__INFORMATION SUPPLIED__.
BEGIN

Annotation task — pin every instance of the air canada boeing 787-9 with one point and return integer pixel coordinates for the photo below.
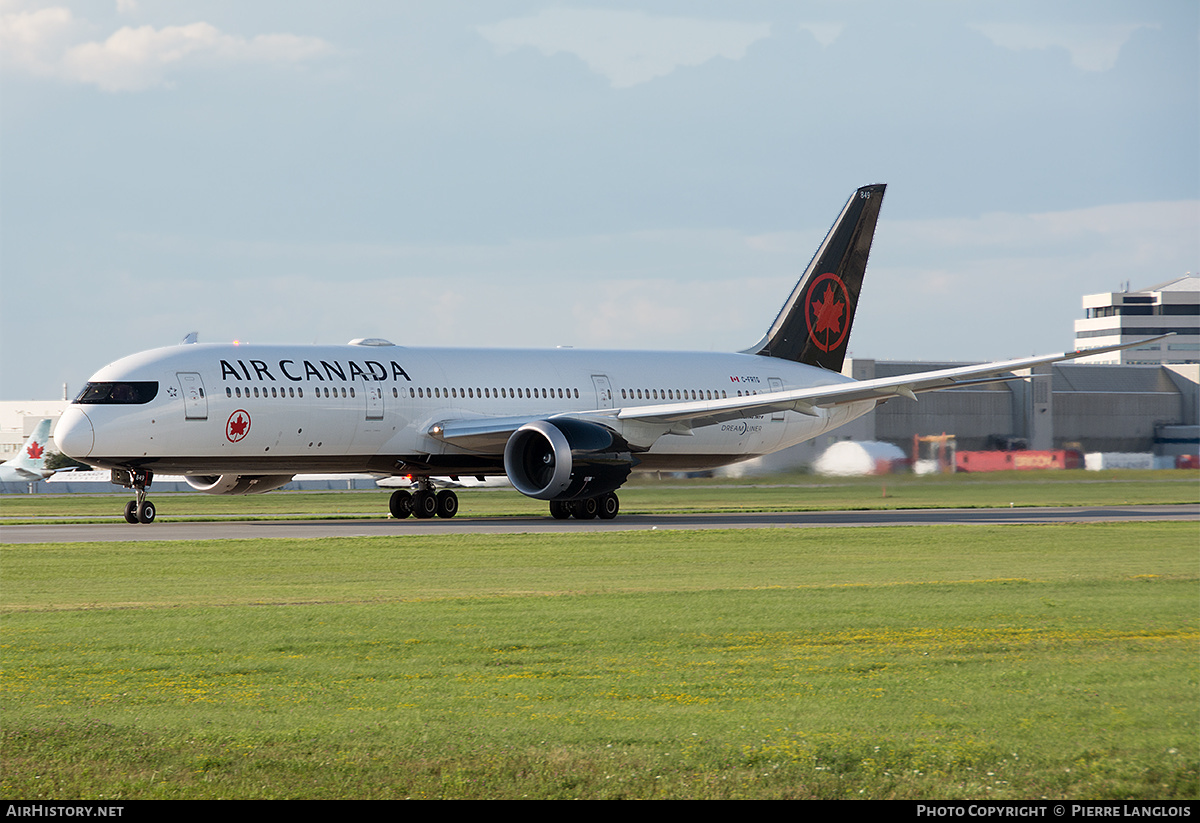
(567, 426)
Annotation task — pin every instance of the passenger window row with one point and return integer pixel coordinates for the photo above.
(287, 391)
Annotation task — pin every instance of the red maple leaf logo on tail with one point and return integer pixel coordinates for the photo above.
(828, 312)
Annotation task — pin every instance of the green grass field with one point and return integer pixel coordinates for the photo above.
(1051, 661)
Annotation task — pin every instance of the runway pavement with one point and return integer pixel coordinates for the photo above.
(192, 530)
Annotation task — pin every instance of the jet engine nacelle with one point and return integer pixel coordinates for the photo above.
(567, 460)
(238, 484)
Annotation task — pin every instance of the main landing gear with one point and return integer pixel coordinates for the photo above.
(138, 510)
(604, 506)
(424, 503)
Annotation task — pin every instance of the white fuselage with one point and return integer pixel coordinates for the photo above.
(280, 409)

END

__SHORT TASK__. Reproduce every line of the entries above, requests included. Scale each pixel coordinate in the answers by 1.15 and round it to a whole number, rounding halves up, and leave the pictures out.

__TASK OUTPUT__.
Annotation task — pin every instance of the air canada boeing 787-9 with one point and return integer pixel coordinates for the photo below.
(652, 490)
Annotation task — pin every instance of the passenger window row with one point and return integer pixel coordinates for the photo above.
(330, 450)
Annotation task — pin every instance of the red maple leaf logo on tail with one point and return integer pixel coordinates for the photo above.
(952, 359)
Annotation task — pin every instance of the green grass field with one point and return integer pixel coordinates for the photo above.
(1209, 760)
Annotation task — pin every instance of the runway pavement with one point and return integer pixel coordinates for the photo above.
(221, 610)
Annotation task — pin every instance of the jet engine nacelle with one point and return integer pixel coordinates for the photo above.
(652, 529)
(274, 557)
Annotation task — pin every instance of the main landing gear with one point and return integer pixel coordinates for the photo above.
(159, 587)
(695, 582)
(488, 578)
Annotation task — pin every instance of the white fuselage with one point and return integer pixel coordinates for the photo above.
(322, 470)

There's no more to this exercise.